Material for this exercise>
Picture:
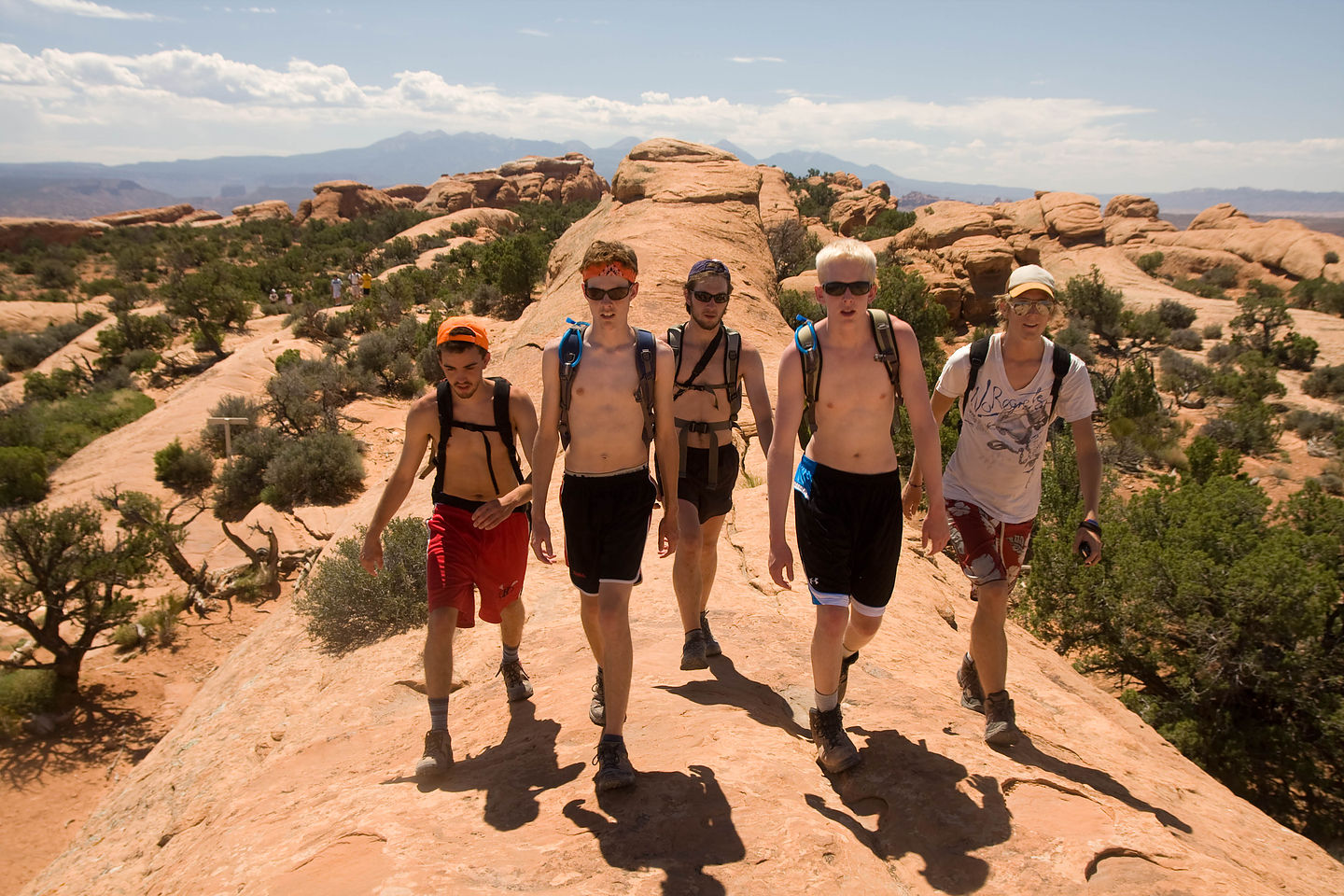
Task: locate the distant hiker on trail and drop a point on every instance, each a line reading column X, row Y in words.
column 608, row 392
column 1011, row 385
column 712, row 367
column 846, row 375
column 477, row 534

...

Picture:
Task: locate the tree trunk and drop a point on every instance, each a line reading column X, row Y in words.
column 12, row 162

Stated problem> Count the lines in the data above that contain the word "each" and reply with the number alone.

Worked answer> 2